DIRECTIVES =
(1) From the blog post about the Old Spokes Home bike shop, copy the passage from "No, he said" up to and including "the wheel itself.".
(2) Translate this sentence from the blog post about the Old Spokes Home bike shop into Spanish: "The shop is behind the stores that line Tinker Street."

Thursday, August 13, 2009

50 Miles, 40 Years from Yasgur’s Farm

Michael Esposito, the guitarist for the Blues Magoos, stands sentry at his bike shop, the Old Spokes Home.

4 summers ago I took my bicycle to his shop, the only one closer (18.8 miles) to Chichester than Kingston (28.2 miles), to have the brakes fixed. The shop is behind the stores that line Tinker Street.

No, he said to me, the brake pads do not need replacing, but adjustment. Look closely, he added, and I'll teach you about it. He then showed me how to adjust the two screws on each side of the brakes, one to move the pad closer to the wheel itself.

When I offered him payment, he refused. When I offered to instead buy him a coffee as payment, he told me he did not drink coffee. I took my bike back to my car, and drove back home. As I passed by Tinker Street on my way out, I saw him emerging from the deli with a cup of coffee.

He had told me rehabilitated old bicycles and donated them to needy kids. I assumed his refusal of recompense was simply a donation of time and of a lesson to me.

Of Michael Esposito, who heals and sells old bikes out of an old cow barn called the Old Spokes Home, you can, for starters, say the following.

ENTRIES =

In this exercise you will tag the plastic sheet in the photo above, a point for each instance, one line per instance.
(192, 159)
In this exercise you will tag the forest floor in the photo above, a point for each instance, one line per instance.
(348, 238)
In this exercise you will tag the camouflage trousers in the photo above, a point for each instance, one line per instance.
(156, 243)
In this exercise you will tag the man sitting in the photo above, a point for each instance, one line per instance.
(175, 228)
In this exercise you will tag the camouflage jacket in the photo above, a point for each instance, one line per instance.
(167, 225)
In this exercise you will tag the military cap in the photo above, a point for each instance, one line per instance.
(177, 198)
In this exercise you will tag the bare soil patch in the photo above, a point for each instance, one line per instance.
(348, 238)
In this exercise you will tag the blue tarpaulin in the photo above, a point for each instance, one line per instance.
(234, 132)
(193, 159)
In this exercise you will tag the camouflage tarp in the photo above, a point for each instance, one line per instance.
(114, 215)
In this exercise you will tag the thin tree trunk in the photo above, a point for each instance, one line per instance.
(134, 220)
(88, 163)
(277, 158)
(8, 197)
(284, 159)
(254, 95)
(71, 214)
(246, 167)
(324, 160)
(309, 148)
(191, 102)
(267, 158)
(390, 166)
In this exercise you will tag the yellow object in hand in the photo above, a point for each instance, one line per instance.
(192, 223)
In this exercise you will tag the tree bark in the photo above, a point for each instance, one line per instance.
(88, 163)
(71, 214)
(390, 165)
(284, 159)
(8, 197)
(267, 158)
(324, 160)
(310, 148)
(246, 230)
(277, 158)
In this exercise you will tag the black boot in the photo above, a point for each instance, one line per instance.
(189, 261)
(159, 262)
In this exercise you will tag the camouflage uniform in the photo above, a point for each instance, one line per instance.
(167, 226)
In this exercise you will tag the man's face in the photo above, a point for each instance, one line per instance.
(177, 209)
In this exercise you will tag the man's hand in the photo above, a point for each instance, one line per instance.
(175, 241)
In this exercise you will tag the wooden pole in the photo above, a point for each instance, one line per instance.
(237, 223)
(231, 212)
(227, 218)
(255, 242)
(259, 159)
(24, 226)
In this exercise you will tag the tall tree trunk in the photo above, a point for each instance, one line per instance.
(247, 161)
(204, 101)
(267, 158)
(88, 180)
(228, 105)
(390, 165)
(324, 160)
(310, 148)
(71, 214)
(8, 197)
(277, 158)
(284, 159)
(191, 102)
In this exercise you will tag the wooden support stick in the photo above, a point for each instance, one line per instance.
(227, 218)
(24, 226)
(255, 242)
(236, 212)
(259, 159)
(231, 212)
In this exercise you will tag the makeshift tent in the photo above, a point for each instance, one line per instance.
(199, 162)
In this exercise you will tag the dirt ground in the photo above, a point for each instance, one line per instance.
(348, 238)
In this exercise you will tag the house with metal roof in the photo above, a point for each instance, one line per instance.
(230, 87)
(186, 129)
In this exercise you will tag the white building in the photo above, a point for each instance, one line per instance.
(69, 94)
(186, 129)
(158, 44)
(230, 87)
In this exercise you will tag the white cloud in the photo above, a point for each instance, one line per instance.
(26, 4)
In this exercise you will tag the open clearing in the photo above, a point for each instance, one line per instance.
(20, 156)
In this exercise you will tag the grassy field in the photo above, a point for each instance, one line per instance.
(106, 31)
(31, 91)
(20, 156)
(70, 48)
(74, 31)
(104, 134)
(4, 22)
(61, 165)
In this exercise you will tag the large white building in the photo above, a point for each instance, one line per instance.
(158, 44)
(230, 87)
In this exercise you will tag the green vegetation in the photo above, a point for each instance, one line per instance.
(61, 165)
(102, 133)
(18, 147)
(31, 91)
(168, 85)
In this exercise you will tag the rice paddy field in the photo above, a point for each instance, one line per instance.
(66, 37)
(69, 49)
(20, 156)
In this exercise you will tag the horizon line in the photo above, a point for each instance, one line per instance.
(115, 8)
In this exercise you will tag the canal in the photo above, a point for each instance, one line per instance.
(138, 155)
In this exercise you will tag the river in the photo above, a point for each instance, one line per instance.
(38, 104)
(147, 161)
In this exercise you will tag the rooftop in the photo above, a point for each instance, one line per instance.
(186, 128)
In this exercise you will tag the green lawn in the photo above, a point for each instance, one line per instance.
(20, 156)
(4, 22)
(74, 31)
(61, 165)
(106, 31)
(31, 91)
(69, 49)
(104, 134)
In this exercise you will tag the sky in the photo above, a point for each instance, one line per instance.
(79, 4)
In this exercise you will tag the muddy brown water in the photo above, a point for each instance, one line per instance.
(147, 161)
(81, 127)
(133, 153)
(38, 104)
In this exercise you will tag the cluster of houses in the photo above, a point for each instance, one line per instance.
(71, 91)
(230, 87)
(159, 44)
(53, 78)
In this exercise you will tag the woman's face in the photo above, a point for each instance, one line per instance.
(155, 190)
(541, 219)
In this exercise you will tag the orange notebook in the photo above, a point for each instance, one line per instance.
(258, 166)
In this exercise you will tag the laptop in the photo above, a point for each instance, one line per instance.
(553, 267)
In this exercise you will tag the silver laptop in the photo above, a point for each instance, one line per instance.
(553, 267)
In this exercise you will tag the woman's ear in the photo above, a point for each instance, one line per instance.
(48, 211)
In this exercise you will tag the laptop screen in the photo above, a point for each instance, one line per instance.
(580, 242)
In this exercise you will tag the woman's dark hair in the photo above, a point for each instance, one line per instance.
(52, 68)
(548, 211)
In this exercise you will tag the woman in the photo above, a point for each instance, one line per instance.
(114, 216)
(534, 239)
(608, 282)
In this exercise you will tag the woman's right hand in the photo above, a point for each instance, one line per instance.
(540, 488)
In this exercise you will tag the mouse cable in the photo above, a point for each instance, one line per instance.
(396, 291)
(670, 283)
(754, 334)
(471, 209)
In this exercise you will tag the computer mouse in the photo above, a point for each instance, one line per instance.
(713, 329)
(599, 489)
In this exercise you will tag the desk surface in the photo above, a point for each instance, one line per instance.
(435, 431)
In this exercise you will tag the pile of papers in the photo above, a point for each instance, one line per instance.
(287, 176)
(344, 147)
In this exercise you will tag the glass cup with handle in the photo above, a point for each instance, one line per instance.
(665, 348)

COMPLETE ANSWERS =
(1)
No, he said to me, the brake pads do not need replacing, but adjustment. Look closely, he added, and I'll teach you about it. He then showed me how to adjust the two screws on each side of the brakes, one to move the pad closer to the wheel itself.

(2) El taller está detrás de las tiendas que bordean Tinker Street.